Task statement
Return every entry exactly.
++++ Recorded data ++++
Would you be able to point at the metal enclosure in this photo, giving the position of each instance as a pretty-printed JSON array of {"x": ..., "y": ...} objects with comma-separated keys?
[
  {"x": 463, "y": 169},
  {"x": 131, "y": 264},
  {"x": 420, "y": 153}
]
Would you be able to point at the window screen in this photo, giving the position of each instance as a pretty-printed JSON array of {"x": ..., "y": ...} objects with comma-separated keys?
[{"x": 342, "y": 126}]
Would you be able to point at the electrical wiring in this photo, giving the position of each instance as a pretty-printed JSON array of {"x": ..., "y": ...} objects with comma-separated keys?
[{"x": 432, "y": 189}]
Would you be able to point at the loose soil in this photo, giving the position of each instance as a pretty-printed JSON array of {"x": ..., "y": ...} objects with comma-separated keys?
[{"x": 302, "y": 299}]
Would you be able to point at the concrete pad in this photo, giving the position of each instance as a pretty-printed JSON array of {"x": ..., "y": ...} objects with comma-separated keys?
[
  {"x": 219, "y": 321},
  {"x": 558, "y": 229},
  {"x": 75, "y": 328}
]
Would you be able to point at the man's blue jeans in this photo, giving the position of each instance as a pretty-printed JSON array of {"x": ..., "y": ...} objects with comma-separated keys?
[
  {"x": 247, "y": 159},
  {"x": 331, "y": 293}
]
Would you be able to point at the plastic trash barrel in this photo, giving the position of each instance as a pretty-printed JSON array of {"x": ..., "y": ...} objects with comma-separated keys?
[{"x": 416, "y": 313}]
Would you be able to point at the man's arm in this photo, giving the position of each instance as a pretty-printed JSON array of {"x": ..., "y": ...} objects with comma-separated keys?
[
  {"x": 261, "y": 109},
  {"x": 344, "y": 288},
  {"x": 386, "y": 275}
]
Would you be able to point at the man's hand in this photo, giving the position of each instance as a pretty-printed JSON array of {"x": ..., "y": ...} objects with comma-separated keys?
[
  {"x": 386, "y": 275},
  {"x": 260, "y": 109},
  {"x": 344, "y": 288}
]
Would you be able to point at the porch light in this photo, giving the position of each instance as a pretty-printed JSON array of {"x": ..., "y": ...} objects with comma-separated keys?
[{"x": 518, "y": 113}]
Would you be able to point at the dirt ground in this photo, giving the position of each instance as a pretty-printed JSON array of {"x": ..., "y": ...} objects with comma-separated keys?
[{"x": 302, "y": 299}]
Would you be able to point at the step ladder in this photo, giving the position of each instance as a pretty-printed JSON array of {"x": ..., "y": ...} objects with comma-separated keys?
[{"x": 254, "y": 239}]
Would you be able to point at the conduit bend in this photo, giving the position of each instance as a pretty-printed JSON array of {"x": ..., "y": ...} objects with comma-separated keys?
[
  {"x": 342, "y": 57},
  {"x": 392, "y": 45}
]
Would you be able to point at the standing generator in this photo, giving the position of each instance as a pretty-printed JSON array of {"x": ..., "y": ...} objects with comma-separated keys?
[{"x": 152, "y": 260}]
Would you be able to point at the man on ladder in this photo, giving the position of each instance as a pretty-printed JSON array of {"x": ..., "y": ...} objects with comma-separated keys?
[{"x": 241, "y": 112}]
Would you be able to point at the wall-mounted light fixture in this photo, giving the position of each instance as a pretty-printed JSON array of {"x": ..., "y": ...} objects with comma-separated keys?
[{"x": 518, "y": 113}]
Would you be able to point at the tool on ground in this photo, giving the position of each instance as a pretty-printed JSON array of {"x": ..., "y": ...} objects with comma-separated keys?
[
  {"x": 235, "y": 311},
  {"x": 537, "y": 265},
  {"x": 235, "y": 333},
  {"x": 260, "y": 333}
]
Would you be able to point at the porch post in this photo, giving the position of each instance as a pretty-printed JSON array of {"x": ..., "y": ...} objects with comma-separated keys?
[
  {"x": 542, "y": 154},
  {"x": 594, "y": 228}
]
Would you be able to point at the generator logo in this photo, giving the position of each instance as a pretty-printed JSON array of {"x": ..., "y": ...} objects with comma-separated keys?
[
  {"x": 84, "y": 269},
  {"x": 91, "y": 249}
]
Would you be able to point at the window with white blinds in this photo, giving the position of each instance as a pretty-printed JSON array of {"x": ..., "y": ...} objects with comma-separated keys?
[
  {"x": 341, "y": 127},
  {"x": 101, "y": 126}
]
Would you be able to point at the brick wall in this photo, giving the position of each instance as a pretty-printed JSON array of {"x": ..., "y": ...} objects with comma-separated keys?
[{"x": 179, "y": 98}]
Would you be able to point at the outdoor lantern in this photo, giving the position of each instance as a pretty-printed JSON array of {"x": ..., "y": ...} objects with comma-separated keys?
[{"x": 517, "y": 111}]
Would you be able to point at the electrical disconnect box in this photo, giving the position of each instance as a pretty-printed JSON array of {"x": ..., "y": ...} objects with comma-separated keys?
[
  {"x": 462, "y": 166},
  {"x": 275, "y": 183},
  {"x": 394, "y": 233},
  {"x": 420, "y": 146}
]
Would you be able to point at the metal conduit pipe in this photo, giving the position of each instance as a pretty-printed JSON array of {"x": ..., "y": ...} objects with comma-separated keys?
++++
Task response
Would you be able to point at the metal enclosure in this photo, giving the position of each instance as a pretty-printed JSON array of {"x": ..., "y": ...} objects with comma-separated keys?
[
  {"x": 463, "y": 169},
  {"x": 131, "y": 264},
  {"x": 420, "y": 153}
]
Would you be able to point at the window screen in this photo, giving the position of each instance as a pretty-printed JSON array of {"x": ..., "y": ...} objects with comma-separated keys?
[{"x": 342, "y": 126}]
Would you be able to point at the electrical wiring in this photo, giving the position of each instance as a pretty-printed JSON array of {"x": ..., "y": ...} objects with comma-separated keys?
[{"x": 432, "y": 189}]
Would you be able to point at the loose soil in this photo, giving the position of each instance as a pretty-printed JSON array of {"x": ..., "y": ...} objects with comma-separated keys?
[{"x": 302, "y": 299}]
Would you be able to point at the concrete pad in this photo, giving the position of each instance as a pretty-printed JSON array of {"x": ..., "y": ...} objects with comma-separated keys?
[
  {"x": 219, "y": 321},
  {"x": 558, "y": 229},
  {"x": 75, "y": 328}
]
Would you be able to point at the man's blue jeans in this photo, giving the position of each instance as a pretty-printed JSON array of {"x": ..., "y": ...} objects with comma-separated keys?
[
  {"x": 247, "y": 159},
  {"x": 331, "y": 293}
]
Would you be able to point at the plastic trash barrel in this photo, giving the position of each instance as a pretty-printed JSON array of {"x": ..., "y": ...} objects with comma-separated keys?
[{"x": 416, "y": 313}]
Would you be able to point at the man's arm in this photo, giving the position of each instance as a pretty-printed JSON array of {"x": ..., "y": ...} objects with comma-separated keys?
[
  {"x": 261, "y": 109},
  {"x": 344, "y": 288},
  {"x": 386, "y": 275}
]
Would you be able to point at the man's hand in this photo, giving the position of each instance as a pretty-printed JSON array of {"x": ..., "y": ...} objects with comma-separated keys?
[
  {"x": 386, "y": 275},
  {"x": 260, "y": 109},
  {"x": 344, "y": 288}
]
Would you be able to point at the porch light in this photo, giving the position of each instance as a pretty-printed JSON array of {"x": ..., "y": ...} objects with comma-separated keys?
[{"x": 518, "y": 113}]
Would you be able to point at the dirt ground in this photo, giving the position of each instance as a pretty-printed JSON array of {"x": ..., "y": ...} objects with comma-separated keys?
[{"x": 302, "y": 299}]
Would you be able to point at the step ladder in this photo, giving the position of each instance as a pretty-printed JSON array of {"x": ..., "y": ...} objects with comma-separated keys?
[{"x": 254, "y": 239}]
Would you be able to point at the conduit bend in this photo, giving the position of each instance as a pretty-printed JSON array of {"x": ..., "y": ...} objects with comma-separated keys?
[
  {"x": 342, "y": 57},
  {"x": 392, "y": 45}
]
Would you be able to point at the standing generator in this photo, giving the position of each instance as a pretty-printed JSON array of {"x": ..., "y": ...} objects with comma-separated keys?
[{"x": 152, "y": 260}]
Would you be able to point at the man on ladder in this photo, giving the position of each instance as a pretty-printed JSON array of {"x": ..., "y": ...} objects with comma-separated keys?
[{"x": 241, "y": 112}]
Would you be able to point at the wall-mounted light fixture in this photo, giving the position of each instance as a pretty-printed JSON array of {"x": ..., "y": ...} objects with comma-separated keys?
[{"x": 518, "y": 113}]
Would you be able to point at the tool on ground in this photo, giving the position of each instance as a pretty-printed JSON array of {"x": ..., "y": ...} objects with comma-separated keys?
[
  {"x": 235, "y": 311},
  {"x": 537, "y": 265},
  {"x": 235, "y": 333},
  {"x": 260, "y": 333}
]
Would you be able to point at the porch post in this photo, giving the position of each instance as a pretty-printed JSON array of {"x": ..., "y": ...} objects with comma-separated keys?
[
  {"x": 542, "y": 154},
  {"x": 594, "y": 228}
]
Would you be able to point at the generator logo in this photo, giving the position of each instance as a pretty-printed JSON array of {"x": ..., "y": ...} objects with comma-separated keys?
[
  {"x": 84, "y": 269},
  {"x": 91, "y": 249}
]
Would you be able to point at the window with white blinds in this photo, giving the position of each instance as a pretty-printed JSON array of {"x": ..., "y": ...} objects with comma-separated keys?
[
  {"x": 341, "y": 127},
  {"x": 101, "y": 126}
]
Would you be able to point at the brick wall in this photo, giving the position of each instance as a pretty-printed JSON array of {"x": ..., "y": ...} objects with comma-separated keys?
[{"x": 179, "y": 98}]
Would you be able to point at the outdoor lantern in this photo, giving the position of each instance as a pretty-printed JSON array of {"x": ..., "y": ...} objects with comma-separated keys?
[{"x": 517, "y": 111}]
Would you be able to point at the electrical disconnect box in this photo, giving the position of each instance as a pretty-printed JSON array of {"x": ..., "y": ...} objects with comma-separated keys?
[
  {"x": 462, "y": 166},
  {"x": 275, "y": 183},
  {"x": 394, "y": 233},
  {"x": 420, "y": 146}
]
Would you be able to point at the metal conduit pipe in this photo, giving the position of each instance as a pretty-printed JSON array of {"x": ..., "y": ...} objects with comma-separated keys?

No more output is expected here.